— ФРАГМЕНТ ТЕКСТА —
»»

Страница 19 из 64
И все-таки первый ты или нет, а начинать концерт было надо. О голосе я вспомнил только тогда, когда почувствовал, как он предательски дрожит. Любопытный парадокс, насколько волнуется певец, настолько его волнение передается залу. Тебя смущают собственные исполнительские огрехи, а публика, не замечая этого, откликается на твою искренность и непосредственность. Когда же артист выходит холодным, как олимпийский бог, зал замыкается. Глаза видят, ухо слышит, сердце молчит.

««

— СТРОКИ —

»»

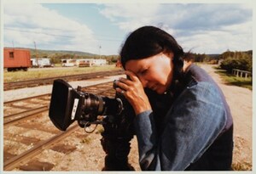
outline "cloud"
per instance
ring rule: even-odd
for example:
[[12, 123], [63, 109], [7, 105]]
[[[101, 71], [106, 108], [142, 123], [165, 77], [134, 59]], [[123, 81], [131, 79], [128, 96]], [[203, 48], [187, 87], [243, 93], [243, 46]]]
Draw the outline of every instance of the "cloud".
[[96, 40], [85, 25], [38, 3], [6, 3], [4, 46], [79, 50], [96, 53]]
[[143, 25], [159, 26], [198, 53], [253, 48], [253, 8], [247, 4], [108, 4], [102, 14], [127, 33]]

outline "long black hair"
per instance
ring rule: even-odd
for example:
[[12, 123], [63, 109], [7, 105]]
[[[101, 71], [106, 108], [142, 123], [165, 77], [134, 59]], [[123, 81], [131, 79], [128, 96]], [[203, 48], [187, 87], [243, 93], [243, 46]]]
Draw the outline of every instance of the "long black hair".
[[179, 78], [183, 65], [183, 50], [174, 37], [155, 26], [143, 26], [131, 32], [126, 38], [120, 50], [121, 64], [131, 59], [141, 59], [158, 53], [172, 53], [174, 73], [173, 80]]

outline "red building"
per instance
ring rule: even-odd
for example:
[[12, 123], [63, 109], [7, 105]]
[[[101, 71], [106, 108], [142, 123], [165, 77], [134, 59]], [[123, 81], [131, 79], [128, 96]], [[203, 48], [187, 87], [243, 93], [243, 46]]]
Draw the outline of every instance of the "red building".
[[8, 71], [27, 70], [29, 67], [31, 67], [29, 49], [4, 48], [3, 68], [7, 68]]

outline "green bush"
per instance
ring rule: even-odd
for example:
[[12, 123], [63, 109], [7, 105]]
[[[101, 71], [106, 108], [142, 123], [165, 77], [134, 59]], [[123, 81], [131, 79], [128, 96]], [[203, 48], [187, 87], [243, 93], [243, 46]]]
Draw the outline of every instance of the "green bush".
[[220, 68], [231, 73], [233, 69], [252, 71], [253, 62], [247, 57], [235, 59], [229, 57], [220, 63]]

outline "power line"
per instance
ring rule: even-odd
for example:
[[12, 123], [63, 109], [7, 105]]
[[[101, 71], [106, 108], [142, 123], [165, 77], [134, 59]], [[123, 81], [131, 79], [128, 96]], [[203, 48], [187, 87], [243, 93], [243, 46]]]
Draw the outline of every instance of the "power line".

««
»»

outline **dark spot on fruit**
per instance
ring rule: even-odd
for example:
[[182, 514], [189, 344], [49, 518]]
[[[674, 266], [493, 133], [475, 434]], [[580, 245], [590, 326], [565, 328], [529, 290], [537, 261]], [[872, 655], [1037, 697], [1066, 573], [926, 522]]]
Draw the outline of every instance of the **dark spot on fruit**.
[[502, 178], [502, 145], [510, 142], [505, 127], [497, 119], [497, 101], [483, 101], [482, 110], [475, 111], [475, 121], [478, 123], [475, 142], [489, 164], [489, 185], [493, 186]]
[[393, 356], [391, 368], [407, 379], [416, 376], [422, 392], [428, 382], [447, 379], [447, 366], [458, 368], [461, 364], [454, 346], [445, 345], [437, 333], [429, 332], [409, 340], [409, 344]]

««

— ЗАДАНИЯ —
1) Как, согласно отрывку о концерте, ведёт себя зал, когда артист выходит холодным, как олимпийский бог?
2) Назовите все части тела, упомянутые в последнем предложении отрывка о концерте.
Строки никак не связаны с отрывком о концерте.

— ОЖИДАЕМЫЕ ОТВЕТЫ —
1) Зал замыкается.

2) Глаза, ухо, сердце.